## Task to carry out
Pick up the article on free COVID-19 testing in Richmond and Henrico County and carry it on past its last sentence.

## Provided passage
▶
Quantcast

Free COVID-19 testing

4/1/2021, 6 p.m.
Free community testing for COVID-19 continues.

Free community testing for COVID-19 continues.

The Richmond and Henrico County health districts are offering testing at the following locations:

Thursday, April 1, 1 to 3 p.m., Second Baptist Church of South Richmond, 3300 Broad Rock Blvd. Drive-thru testing.

Thursday, April 8, 10 a.m. to noon, Regency Square rear parking deck, 1420 N. Parham Road, Western Henrico. Drive-thru testing.

Appointments are encouraged by calling the Richmond and Henrico COVID-19 Hotline at (804) 205-3501 from 8 a.m. to 5 p.m. Monday through Friday, or by registering online at https://bit.ly/RHHDCOVID.

Testing will be offered while test supplies last.

The Virginia Department of Health also has a list of COVID-19 testing locations around the state at www.vdh.virginia.gov/coronavirus/covid-19-testing/covid-19-testing-sites/.

Want a COVID-19 vaccine?

Seniors ages 65 and older who live in Richmond or Henrico County can call the Richmond and Henrico Health Districts COVID-19 hotline (804) 205-3501 from 8 a.m. to 5 p.m. Monday through Friday to schedule a vaccine appointment.

Others who want a vaccine should contact the statewide COVID-19 Vaccination Pre-Registration System at vaccinate. virginia.gov or by calling 877-VAX-IN-VA, or (877) 829-4682.

The statewide call center is open 8 a.m. to 8 p.m. seven days a week to help people pre-register by phone or to answer questions about the vaccine. The call center has English- and Spanish- speaking agents and a call-back service to help people in more than 100 other languages.

Additionally, TTY service is available to help people who are deaf or hard of hearing.

Federal officials have called on state leaders to pause reopening efforts and re-implement safety guidelines, particularly mask mandates with a recent spike in cases across half of the United States. This new surge comes as the White House announced plans Monday for 90 percent of the country’s adult population to be eligible for vaccination by April 19 and for vaccination sites to be available within five miles of homes of 90 percent of U.S. residents.

Locally, the Richmond and Henrico County health districts opened vaccine eligibility to people in Phase 1C. That includes faculty and staff from colleges and universities; barbers, stylists and hairdressers; food service workers; workers in energy, wastewater and waste removal and recycling; the media, legal services; housing and construction; finance and information technology.
◀
## Stored data
▶
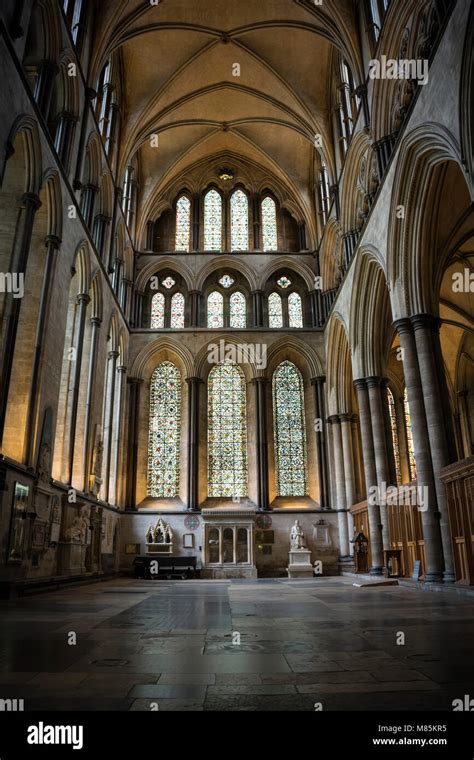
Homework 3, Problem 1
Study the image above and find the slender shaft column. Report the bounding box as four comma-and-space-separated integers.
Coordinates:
395, 319, 443, 583
104, 351, 119, 501
253, 377, 269, 510
311, 375, 330, 509
73, 87, 97, 190
328, 415, 349, 558
186, 377, 202, 512
354, 379, 383, 575
0, 193, 41, 445
82, 317, 102, 493
252, 290, 263, 327
23, 235, 61, 465
67, 294, 90, 484
126, 377, 143, 509
367, 377, 390, 550
189, 290, 201, 327
411, 314, 456, 583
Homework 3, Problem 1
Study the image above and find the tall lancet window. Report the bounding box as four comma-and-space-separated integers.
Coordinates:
148, 362, 181, 498
403, 388, 416, 481
207, 362, 247, 498
150, 293, 165, 330
230, 190, 249, 251
268, 293, 283, 327
175, 195, 191, 253
262, 195, 278, 251
229, 290, 247, 328
273, 361, 308, 496
387, 388, 402, 485
288, 293, 303, 327
207, 290, 224, 330
204, 189, 222, 252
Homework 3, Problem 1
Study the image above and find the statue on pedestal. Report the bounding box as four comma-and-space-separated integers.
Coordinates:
290, 520, 306, 550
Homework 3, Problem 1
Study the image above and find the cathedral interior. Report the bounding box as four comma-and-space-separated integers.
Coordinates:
0, 0, 474, 711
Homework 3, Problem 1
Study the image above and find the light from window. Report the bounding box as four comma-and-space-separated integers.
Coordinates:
262, 195, 278, 251
273, 361, 307, 496
207, 362, 247, 498
204, 189, 222, 251
230, 291, 247, 328
175, 195, 191, 253
148, 362, 181, 498
230, 190, 249, 251
207, 290, 224, 330
154, 293, 165, 330
288, 293, 303, 327
268, 293, 283, 327
171, 293, 184, 330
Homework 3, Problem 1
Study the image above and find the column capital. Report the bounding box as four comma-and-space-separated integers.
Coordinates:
393, 317, 413, 335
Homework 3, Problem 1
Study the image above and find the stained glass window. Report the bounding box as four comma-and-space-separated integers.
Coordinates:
204, 189, 222, 251
175, 195, 191, 252
403, 388, 416, 481
207, 290, 224, 329
171, 293, 184, 330
154, 293, 165, 330
207, 362, 247, 497
268, 293, 283, 327
230, 290, 247, 327
262, 195, 278, 251
148, 362, 181, 498
288, 293, 303, 327
219, 274, 235, 288
273, 361, 307, 496
387, 388, 402, 485
230, 190, 249, 251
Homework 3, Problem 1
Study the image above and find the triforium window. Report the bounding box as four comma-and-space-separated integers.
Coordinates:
207, 362, 247, 498
170, 293, 184, 330
148, 362, 181, 498
268, 293, 283, 327
403, 388, 416, 481
207, 290, 224, 330
204, 189, 222, 251
262, 195, 278, 251
230, 190, 249, 251
150, 293, 165, 330
273, 361, 307, 496
288, 293, 303, 327
387, 388, 402, 485
229, 290, 247, 327
175, 195, 191, 252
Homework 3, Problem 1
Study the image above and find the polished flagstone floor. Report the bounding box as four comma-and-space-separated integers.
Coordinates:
0, 578, 474, 711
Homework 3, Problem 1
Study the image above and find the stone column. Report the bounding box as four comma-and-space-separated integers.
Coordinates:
311, 375, 330, 509
82, 317, 102, 493
252, 290, 264, 327
328, 415, 349, 559
395, 319, 443, 583
410, 314, 456, 583
67, 293, 90, 484
367, 377, 390, 550
126, 377, 143, 509
186, 377, 202, 512
23, 235, 61, 466
104, 351, 119, 502
354, 379, 384, 575
252, 377, 269, 510
0, 193, 41, 443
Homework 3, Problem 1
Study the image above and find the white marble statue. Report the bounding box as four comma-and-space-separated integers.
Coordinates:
290, 520, 306, 550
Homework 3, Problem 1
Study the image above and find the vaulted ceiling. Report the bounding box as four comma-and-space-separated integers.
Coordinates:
92, 0, 360, 235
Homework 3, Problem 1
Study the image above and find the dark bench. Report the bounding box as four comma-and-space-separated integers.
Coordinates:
133, 554, 197, 579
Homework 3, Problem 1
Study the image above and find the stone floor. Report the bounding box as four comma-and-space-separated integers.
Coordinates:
0, 578, 474, 711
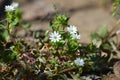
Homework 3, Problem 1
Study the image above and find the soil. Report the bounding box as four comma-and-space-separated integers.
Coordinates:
19, 0, 116, 42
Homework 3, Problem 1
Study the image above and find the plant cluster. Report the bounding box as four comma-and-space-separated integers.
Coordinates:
0, 0, 120, 80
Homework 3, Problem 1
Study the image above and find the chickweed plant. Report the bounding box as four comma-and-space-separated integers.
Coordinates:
0, 0, 120, 80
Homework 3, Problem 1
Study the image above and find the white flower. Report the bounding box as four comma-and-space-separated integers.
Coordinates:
11, 2, 19, 8
74, 58, 84, 66
67, 25, 77, 34
5, 5, 15, 11
49, 31, 61, 42
71, 33, 80, 39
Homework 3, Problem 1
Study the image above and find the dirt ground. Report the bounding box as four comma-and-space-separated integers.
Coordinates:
19, 0, 116, 42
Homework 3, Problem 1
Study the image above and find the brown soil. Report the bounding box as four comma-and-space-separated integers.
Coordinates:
19, 0, 116, 42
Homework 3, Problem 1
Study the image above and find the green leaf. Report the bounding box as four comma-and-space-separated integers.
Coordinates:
22, 23, 31, 29
98, 25, 109, 38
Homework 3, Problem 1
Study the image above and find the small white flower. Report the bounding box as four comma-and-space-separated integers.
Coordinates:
71, 33, 81, 39
67, 25, 77, 34
74, 58, 84, 66
5, 5, 15, 11
11, 2, 19, 8
49, 31, 61, 42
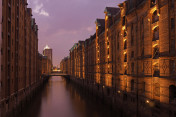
◀
## Answer space
More than half of Richmond’s and Henrico’s populations will be eligible once the appointments start in earnest.

The city health district moved its mass vaccination site in South Richmond from Celebration Church to George Wythe High School on Crutchfield Street. Officials said the change was to ensure ample space for social distancing. More than 800 people were scheduled to get a COVID-19 vaccine this week at the school.

The Richmond and Henrico health districts also were scheduled this week to receive 10,000 doses of the Johnson & Johnson, single-dose vaccine. The majority of the doses, 8,000, will be distributed at the mass vaccine site at Richmond Raceway in Henrico, while 500 are to be used for small- and mid-size vaccination clinics at independent living facilities, drive-thru clinics for people with disabilities and their caretakers and for mobile clinics for homebound seniors.

State health officials reported Wednesday that more than 3.7 million doses of the vaccine have been administered in the state, with 1.34 million people fully vaccinated, or 15.8 percent of the state’s residents. Nearly 30 percent of the population has received at least one dose.

State officials reported 618,976 cases of COVID-19 statewide on Wednesday, along with 26,455 hospitalizations and 10,252 deaths. Virginia’s seven-day positivity rate rose slightly to 5.8 percent. Last week, it was 5.6 percent.

According to state data, African-Americans comprised 21.9 percent of cases statewide and 24.6 percent of deaths for which ethnic and racial data is available, while Latinos made up 16.6 percent of cases and 6.5 percent of deaths.

As of Wednesday, Richmond reported a total of 15,773 positive cases, 747 hospitalizations and 243 deaths; Henrico County, 23,156 cases, 967 hospitalizations and 571 deaths; Chesterfield County, 25,404 cases, 865 hospitalizations and 396 deaths; and Hanover County, 7,332 cases, 263 hospitalizations and 146 deaths.